* **EXERCISE MATERIAL**:

###

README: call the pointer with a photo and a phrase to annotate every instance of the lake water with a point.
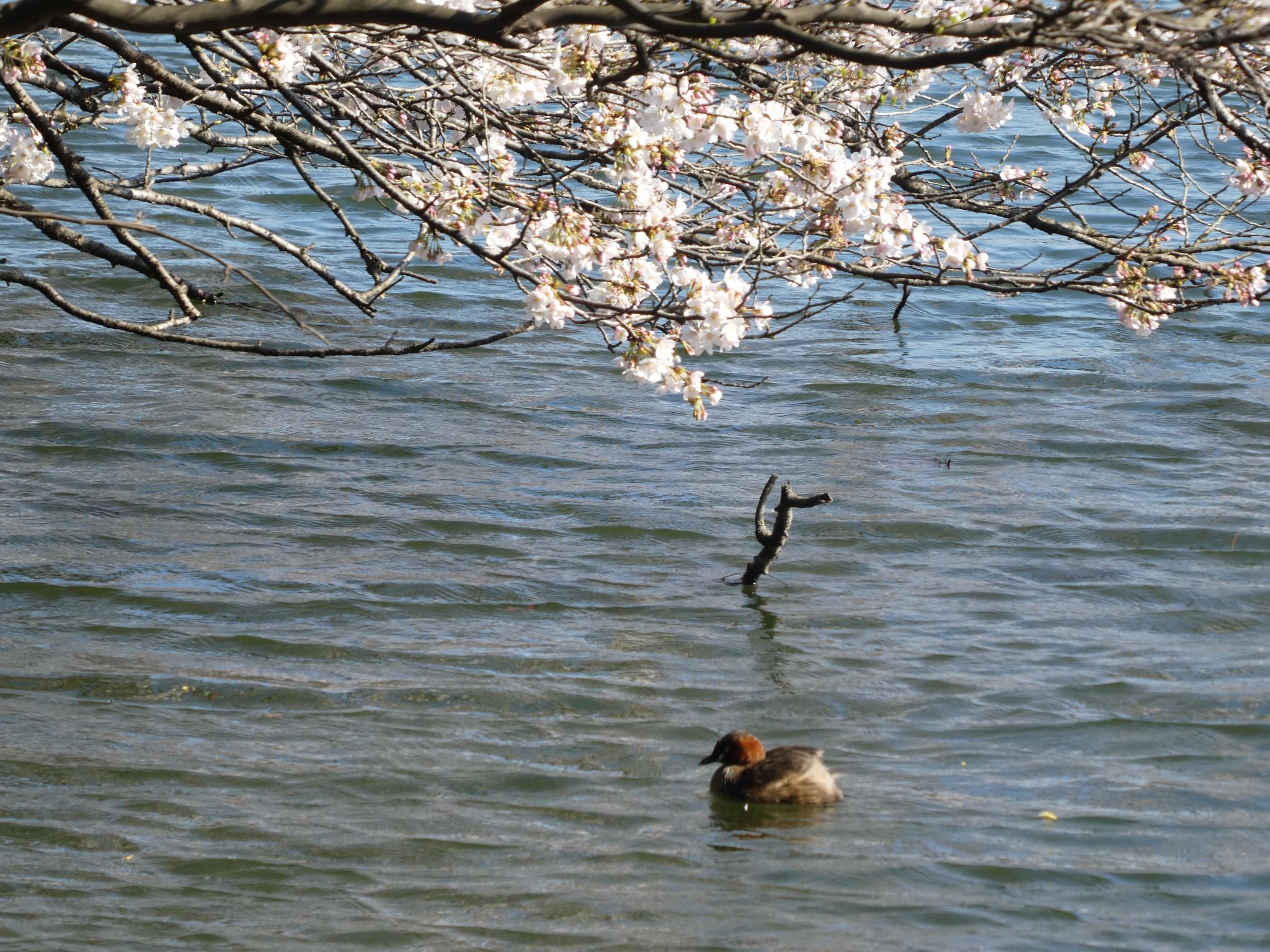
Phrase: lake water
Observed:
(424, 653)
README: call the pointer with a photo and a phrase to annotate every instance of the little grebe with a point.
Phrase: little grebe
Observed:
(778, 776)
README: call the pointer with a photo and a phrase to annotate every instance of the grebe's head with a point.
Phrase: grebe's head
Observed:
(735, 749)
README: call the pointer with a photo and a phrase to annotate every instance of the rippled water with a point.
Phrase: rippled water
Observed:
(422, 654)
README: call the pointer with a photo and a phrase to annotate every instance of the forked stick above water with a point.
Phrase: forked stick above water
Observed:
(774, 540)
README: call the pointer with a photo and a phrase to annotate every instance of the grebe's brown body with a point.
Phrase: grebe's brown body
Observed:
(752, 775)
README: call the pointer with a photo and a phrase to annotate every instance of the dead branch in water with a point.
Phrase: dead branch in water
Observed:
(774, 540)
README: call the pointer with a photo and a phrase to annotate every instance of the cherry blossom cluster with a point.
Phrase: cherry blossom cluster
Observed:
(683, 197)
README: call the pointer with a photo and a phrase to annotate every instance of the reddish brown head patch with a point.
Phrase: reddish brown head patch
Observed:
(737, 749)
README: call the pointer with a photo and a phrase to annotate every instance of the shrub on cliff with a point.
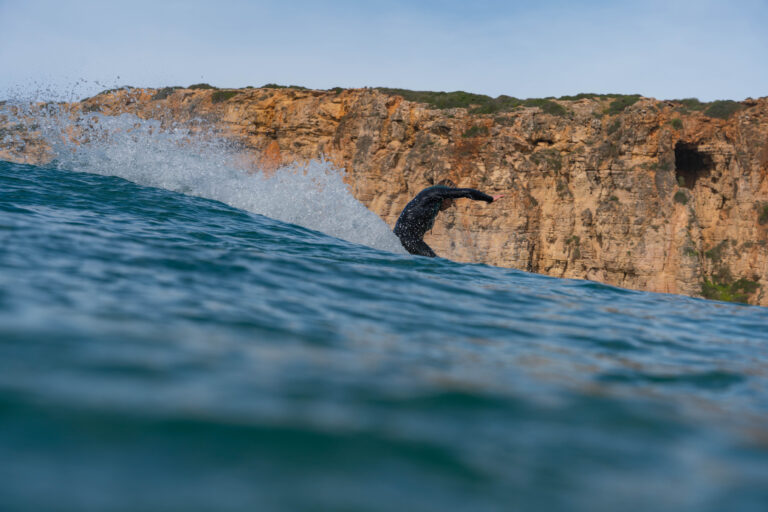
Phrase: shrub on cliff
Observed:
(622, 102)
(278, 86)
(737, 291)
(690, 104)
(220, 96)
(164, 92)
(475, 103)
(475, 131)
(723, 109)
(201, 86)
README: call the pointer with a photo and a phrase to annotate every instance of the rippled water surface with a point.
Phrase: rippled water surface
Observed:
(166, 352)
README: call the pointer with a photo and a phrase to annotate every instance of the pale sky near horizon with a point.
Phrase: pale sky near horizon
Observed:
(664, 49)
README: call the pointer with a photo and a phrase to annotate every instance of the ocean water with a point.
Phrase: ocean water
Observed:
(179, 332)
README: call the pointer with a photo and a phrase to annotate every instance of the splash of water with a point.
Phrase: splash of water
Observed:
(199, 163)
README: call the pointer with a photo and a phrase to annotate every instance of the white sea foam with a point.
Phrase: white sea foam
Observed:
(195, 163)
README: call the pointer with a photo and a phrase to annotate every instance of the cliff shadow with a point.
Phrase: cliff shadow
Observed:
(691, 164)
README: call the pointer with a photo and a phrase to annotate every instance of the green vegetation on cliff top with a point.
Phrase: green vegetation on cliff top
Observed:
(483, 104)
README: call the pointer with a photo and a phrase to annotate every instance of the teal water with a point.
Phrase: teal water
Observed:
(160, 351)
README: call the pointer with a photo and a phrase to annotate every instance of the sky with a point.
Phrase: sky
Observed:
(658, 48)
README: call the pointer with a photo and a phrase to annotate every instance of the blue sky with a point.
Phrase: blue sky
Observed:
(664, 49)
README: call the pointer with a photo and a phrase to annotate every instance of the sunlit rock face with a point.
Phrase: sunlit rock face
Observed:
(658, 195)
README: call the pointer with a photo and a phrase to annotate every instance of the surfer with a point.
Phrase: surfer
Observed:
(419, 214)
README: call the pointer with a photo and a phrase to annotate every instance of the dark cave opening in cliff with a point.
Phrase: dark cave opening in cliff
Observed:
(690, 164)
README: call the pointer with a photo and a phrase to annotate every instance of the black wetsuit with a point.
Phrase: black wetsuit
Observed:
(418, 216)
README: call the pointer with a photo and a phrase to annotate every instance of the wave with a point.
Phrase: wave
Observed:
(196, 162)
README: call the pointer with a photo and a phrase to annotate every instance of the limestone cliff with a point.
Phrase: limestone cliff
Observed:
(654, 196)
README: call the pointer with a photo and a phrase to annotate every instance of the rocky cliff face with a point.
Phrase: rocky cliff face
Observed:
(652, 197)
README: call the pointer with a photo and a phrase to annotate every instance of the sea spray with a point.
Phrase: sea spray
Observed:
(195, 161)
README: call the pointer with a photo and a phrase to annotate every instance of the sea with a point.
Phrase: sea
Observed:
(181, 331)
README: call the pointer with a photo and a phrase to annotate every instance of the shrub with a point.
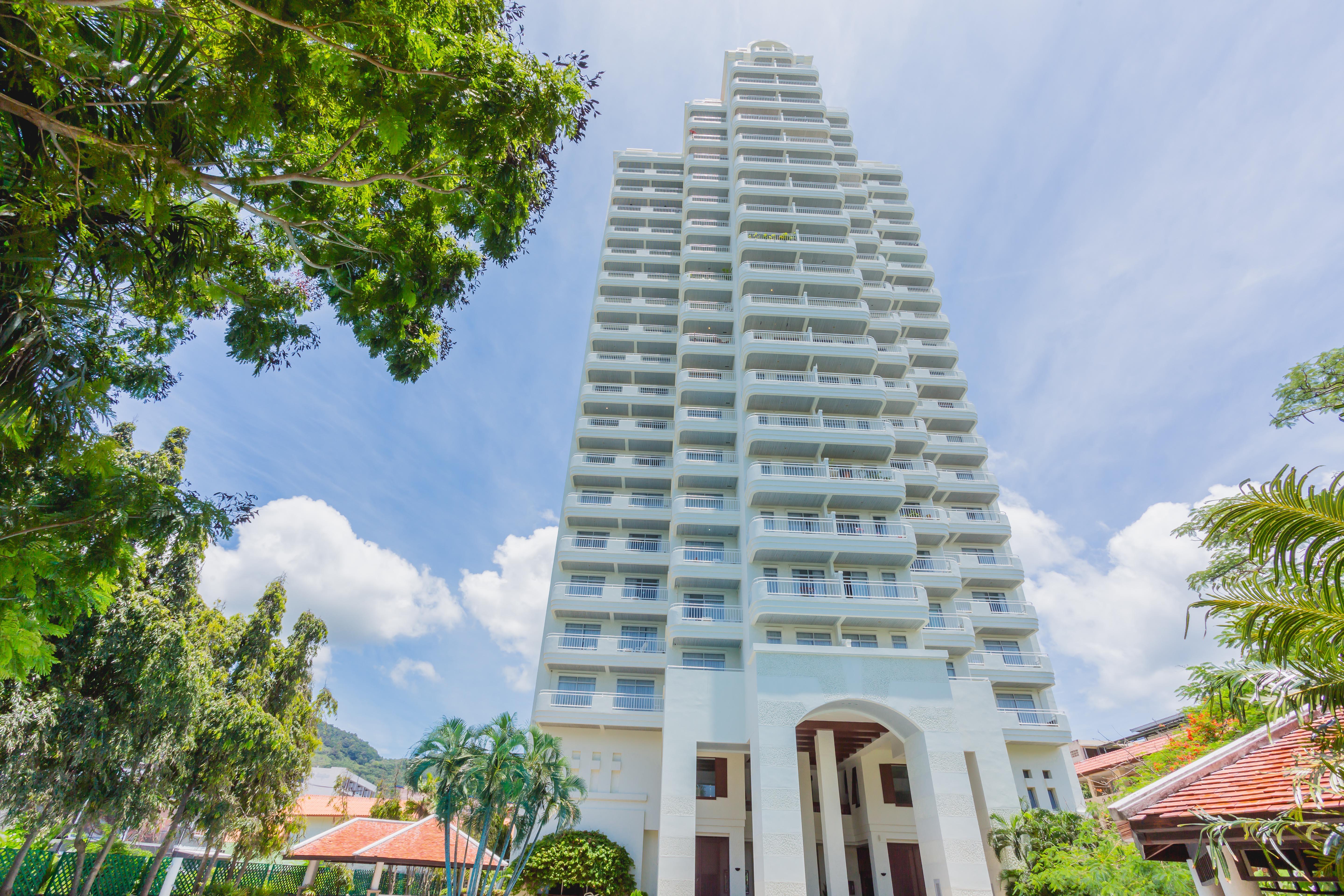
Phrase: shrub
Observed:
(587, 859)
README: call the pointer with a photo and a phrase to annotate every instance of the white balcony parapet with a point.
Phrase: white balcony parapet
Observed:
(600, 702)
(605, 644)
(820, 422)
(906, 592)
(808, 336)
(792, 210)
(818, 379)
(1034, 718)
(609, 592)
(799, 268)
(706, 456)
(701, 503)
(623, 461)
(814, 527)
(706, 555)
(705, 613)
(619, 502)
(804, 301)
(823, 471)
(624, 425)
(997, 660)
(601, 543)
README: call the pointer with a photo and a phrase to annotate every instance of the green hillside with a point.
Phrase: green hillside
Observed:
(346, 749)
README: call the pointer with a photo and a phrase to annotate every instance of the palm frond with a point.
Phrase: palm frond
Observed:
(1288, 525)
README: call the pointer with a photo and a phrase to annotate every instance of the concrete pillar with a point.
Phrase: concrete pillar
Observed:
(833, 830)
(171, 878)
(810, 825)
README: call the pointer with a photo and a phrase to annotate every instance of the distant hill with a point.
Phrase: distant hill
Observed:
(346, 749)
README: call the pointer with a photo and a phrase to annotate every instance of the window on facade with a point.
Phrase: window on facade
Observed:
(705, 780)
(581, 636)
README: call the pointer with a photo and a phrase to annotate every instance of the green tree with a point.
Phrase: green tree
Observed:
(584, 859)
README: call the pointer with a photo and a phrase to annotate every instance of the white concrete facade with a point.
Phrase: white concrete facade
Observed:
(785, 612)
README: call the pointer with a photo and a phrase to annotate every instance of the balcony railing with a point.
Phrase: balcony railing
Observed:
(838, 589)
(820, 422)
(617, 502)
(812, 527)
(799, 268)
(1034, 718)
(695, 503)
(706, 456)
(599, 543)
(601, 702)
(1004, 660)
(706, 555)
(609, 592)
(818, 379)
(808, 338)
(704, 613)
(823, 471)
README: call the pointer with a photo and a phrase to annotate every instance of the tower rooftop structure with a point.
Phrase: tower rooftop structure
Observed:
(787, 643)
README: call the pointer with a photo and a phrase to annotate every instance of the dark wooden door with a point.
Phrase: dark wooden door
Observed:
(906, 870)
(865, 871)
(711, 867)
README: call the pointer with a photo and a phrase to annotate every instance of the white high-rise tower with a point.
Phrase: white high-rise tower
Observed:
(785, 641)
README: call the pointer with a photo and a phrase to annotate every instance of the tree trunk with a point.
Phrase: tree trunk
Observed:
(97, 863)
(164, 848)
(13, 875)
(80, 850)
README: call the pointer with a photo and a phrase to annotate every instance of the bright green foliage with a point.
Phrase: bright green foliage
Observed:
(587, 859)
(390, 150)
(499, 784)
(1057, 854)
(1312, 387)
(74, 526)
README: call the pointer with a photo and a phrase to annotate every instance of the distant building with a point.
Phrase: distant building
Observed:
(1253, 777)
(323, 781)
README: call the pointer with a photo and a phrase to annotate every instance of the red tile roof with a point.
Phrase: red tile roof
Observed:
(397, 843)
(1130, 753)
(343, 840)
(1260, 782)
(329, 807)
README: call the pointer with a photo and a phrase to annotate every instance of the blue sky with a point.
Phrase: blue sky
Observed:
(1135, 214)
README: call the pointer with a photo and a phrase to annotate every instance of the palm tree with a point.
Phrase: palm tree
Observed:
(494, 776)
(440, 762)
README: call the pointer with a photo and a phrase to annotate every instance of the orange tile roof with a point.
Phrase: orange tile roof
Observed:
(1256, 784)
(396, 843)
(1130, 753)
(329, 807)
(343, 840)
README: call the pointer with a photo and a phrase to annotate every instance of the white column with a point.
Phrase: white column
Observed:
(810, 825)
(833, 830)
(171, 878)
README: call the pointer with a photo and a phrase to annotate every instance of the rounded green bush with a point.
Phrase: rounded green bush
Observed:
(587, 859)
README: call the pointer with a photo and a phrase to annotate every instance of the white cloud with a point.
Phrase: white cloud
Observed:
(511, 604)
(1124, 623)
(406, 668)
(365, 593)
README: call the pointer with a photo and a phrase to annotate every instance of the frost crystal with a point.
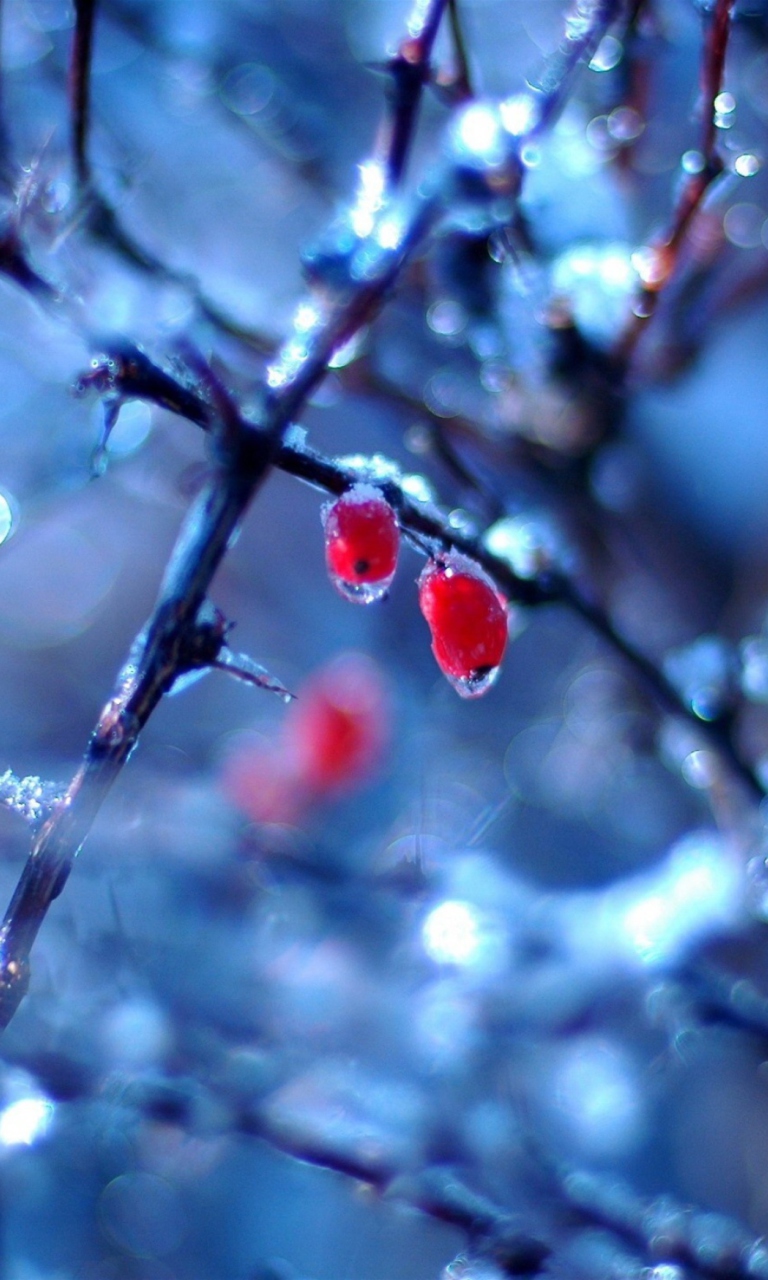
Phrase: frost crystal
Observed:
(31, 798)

###

* **GIVEN PROBLEM**:
Reproduce the listing above from the line that contains "palm tree with a point." through its final line, exactly and with nothing added. Omit the images.

* **OUTPUT BELOW**:
README: call the pointer with a photo and a phrase to annotate every instance of the palm tree with a point.
Phrase: palm tree
Observed:
(494, 776)
(440, 762)
README: call the pointer with a photo and a phrase to annotate every instance of the orange tile roof with a point.
Phrase: orange tile roof
Observed:
(1256, 784)
(396, 843)
(1130, 753)
(329, 807)
(343, 840)
README: call the pointer with a photo and a phrase to annotate every instance of the white column with a point.
Phrase: white column
Observed:
(810, 825)
(833, 830)
(171, 878)
README: call the pointer with a photo and a phrase to annotate every instance of the rounded green bush with a point.
Phrase: rounded green bush
Observed:
(587, 859)
README: call the pointer with a photo and a phrase to annotate every instance of the white cloud with a point.
Phrase: white cloud
Observed:
(511, 604)
(1124, 623)
(406, 668)
(365, 593)
README: call the pointer with a photo and a phrase to annotate every instance of the frost crystal with a point.
Phrase: frost crystal
Observed:
(31, 798)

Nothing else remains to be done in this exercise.